> **Stated goal**: Show every line in the entries that contains the string "stadium", treating uppercase and lowercase letters as different.

BEGIN

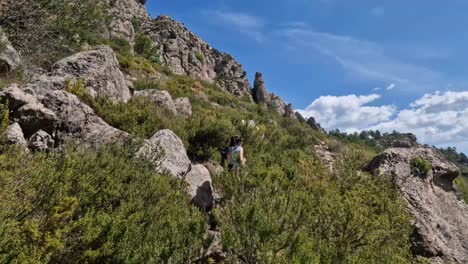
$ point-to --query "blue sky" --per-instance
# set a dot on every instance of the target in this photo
(352, 64)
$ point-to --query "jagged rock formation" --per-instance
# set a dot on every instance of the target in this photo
(166, 152)
(97, 68)
(185, 53)
(440, 218)
(200, 190)
(123, 13)
(9, 58)
(259, 91)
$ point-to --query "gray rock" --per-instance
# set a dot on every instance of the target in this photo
(160, 98)
(440, 218)
(9, 58)
(185, 53)
(41, 141)
(98, 69)
(259, 91)
(14, 135)
(183, 107)
(200, 189)
(314, 124)
(166, 152)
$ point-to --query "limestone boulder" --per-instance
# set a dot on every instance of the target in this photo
(166, 152)
(200, 189)
(440, 218)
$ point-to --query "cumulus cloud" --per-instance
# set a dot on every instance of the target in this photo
(439, 119)
(349, 112)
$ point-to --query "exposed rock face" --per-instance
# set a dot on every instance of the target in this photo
(160, 98)
(123, 12)
(14, 135)
(59, 114)
(183, 107)
(441, 220)
(314, 125)
(98, 68)
(167, 153)
(259, 91)
(200, 189)
(185, 53)
(41, 141)
(9, 58)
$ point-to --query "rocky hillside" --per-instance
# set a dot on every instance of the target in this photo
(110, 153)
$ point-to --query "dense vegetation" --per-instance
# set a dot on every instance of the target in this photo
(86, 205)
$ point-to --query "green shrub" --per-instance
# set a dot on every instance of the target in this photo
(44, 31)
(93, 206)
(422, 165)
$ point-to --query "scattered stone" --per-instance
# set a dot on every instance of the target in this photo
(160, 98)
(14, 135)
(41, 141)
(441, 219)
(167, 153)
(200, 189)
(9, 57)
(183, 107)
(98, 69)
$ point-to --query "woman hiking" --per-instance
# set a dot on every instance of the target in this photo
(236, 155)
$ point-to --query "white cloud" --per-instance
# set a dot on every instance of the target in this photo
(247, 24)
(439, 119)
(363, 59)
(349, 112)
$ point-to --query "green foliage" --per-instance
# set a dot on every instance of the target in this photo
(93, 206)
(199, 56)
(47, 30)
(422, 165)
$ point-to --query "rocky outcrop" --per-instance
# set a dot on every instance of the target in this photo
(58, 113)
(185, 53)
(41, 141)
(9, 58)
(123, 13)
(183, 107)
(314, 124)
(98, 69)
(440, 218)
(259, 91)
(167, 153)
(14, 135)
(200, 189)
(160, 98)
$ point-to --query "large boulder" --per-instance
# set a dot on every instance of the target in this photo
(185, 53)
(9, 57)
(259, 91)
(183, 107)
(440, 218)
(166, 152)
(200, 189)
(97, 68)
(160, 98)
(14, 135)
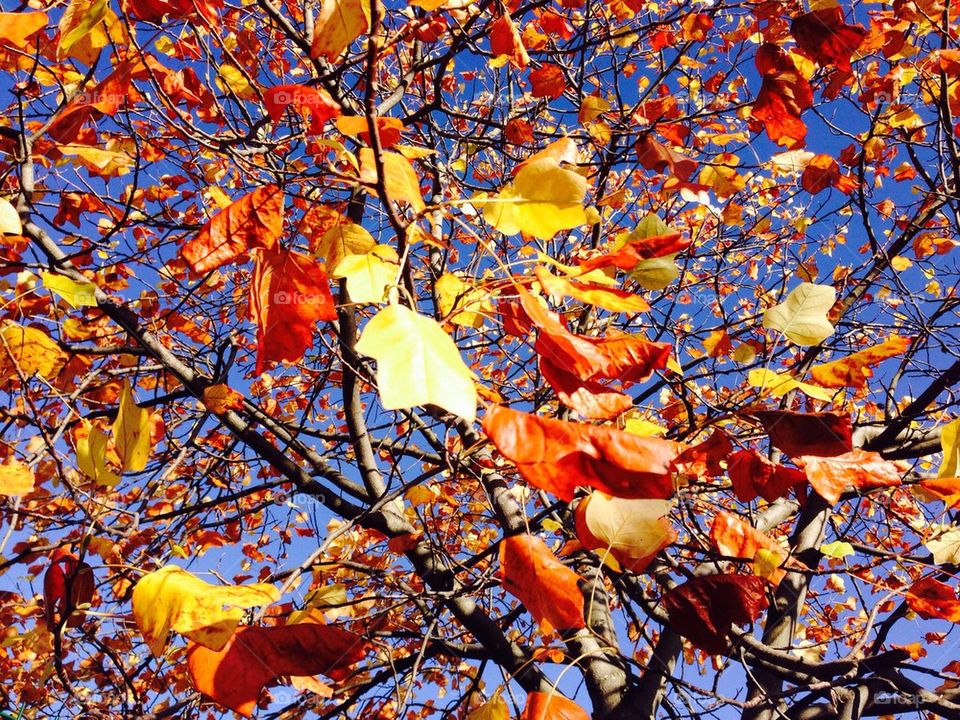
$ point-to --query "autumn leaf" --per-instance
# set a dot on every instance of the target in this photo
(173, 599)
(417, 363)
(753, 475)
(68, 584)
(131, 432)
(854, 370)
(931, 599)
(253, 221)
(705, 608)
(254, 657)
(16, 478)
(632, 530)
(289, 294)
(559, 456)
(552, 706)
(798, 434)
(547, 588)
(858, 469)
(338, 23)
(802, 317)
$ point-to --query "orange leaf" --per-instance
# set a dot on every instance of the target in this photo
(588, 397)
(547, 81)
(854, 370)
(628, 358)
(545, 586)
(67, 583)
(235, 676)
(826, 38)
(796, 434)
(253, 221)
(859, 469)
(289, 293)
(704, 609)
(931, 598)
(552, 706)
(306, 100)
(559, 456)
(753, 475)
(608, 298)
(634, 252)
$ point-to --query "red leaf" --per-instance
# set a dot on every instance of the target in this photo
(559, 456)
(67, 583)
(627, 358)
(589, 398)
(545, 586)
(783, 95)
(826, 38)
(704, 609)
(552, 706)
(289, 293)
(505, 40)
(933, 599)
(306, 100)
(547, 81)
(235, 676)
(823, 434)
(253, 221)
(857, 469)
(753, 475)
(656, 156)
(636, 251)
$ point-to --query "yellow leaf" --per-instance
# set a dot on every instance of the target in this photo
(543, 199)
(9, 219)
(92, 455)
(369, 275)
(78, 22)
(950, 442)
(342, 240)
(76, 294)
(338, 24)
(131, 432)
(400, 179)
(173, 599)
(467, 304)
(417, 363)
(31, 350)
(802, 317)
(16, 478)
(779, 384)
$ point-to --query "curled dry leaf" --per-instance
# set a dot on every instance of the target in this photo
(254, 657)
(559, 456)
(173, 599)
(547, 588)
(705, 609)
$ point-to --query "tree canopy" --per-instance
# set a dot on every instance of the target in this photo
(478, 360)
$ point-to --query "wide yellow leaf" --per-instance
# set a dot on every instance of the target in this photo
(30, 350)
(131, 432)
(462, 303)
(9, 219)
(16, 478)
(802, 317)
(342, 240)
(779, 384)
(173, 599)
(92, 455)
(543, 199)
(369, 275)
(338, 24)
(76, 294)
(417, 363)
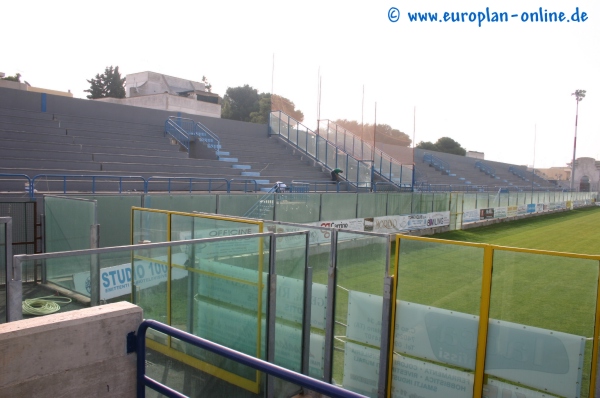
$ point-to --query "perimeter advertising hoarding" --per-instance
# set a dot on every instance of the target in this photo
(540, 358)
(115, 281)
(470, 216)
(486, 214)
(410, 377)
(500, 212)
(234, 247)
(394, 224)
(238, 330)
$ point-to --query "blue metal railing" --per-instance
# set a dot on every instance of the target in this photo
(245, 181)
(27, 186)
(94, 178)
(384, 165)
(357, 172)
(486, 168)
(178, 133)
(322, 186)
(197, 129)
(266, 202)
(144, 381)
(213, 183)
(436, 163)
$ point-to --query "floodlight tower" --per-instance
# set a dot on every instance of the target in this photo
(579, 95)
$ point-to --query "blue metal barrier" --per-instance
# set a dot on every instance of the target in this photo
(27, 188)
(191, 181)
(245, 182)
(178, 133)
(93, 178)
(144, 381)
(192, 128)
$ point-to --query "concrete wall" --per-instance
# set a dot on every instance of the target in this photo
(104, 110)
(73, 354)
(169, 102)
(586, 167)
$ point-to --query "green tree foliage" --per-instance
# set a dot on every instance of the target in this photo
(246, 104)
(108, 84)
(444, 144)
(207, 85)
(385, 133)
(15, 78)
(283, 104)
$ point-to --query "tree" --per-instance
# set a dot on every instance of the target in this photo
(283, 104)
(239, 103)
(246, 104)
(444, 144)
(15, 78)
(264, 108)
(207, 85)
(385, 133)
(108, 84)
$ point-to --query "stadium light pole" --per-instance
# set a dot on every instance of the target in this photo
(579, 95)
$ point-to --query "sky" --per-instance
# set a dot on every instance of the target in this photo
(495, 87)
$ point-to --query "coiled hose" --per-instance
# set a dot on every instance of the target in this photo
(42, 306)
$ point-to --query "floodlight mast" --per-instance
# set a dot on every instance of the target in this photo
(579, 95)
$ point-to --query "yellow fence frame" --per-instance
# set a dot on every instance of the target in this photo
(250, 385)
(484, 306)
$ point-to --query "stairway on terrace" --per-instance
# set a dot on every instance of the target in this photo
(81, 137)
(463, 169)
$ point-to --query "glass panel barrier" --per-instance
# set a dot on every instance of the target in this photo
(311, 144)
(399, 203)
(204, 203)
(319, 252)
(352, 174)
(331, 156)
(321, 149)
(302, 135)
(541, 328)
(112, 210)
(3, 281)
(238, 205)
(298, 207)
(435, 330)
(335, 207)
(364, 174)
(361, 269)
(372, 205)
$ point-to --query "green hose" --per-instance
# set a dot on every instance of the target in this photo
(41, 306)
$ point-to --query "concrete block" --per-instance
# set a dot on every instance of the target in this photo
(73, 354)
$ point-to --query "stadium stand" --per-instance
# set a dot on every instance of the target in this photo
(85, 137)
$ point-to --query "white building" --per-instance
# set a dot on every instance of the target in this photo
(157, 91)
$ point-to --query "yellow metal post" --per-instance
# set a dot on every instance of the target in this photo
(394, 277)
(594, 369)
(484, 314)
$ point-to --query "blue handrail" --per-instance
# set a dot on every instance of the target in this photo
(321, 149)
(178, 133)
(486, 168)
(383, 164)
(191, 180)
(144, 381)
(28, 187)
(437, 163)
(245, 181)
(197, 129)
(94, 178)
(267, 199)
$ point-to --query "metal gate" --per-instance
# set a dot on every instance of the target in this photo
(26, 232)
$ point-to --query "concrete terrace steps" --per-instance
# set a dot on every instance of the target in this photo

END

> **The completed task**:
$ point-to --query "stadium light pole" --per-instance
$ point-to --query "stadium stand" --per-instance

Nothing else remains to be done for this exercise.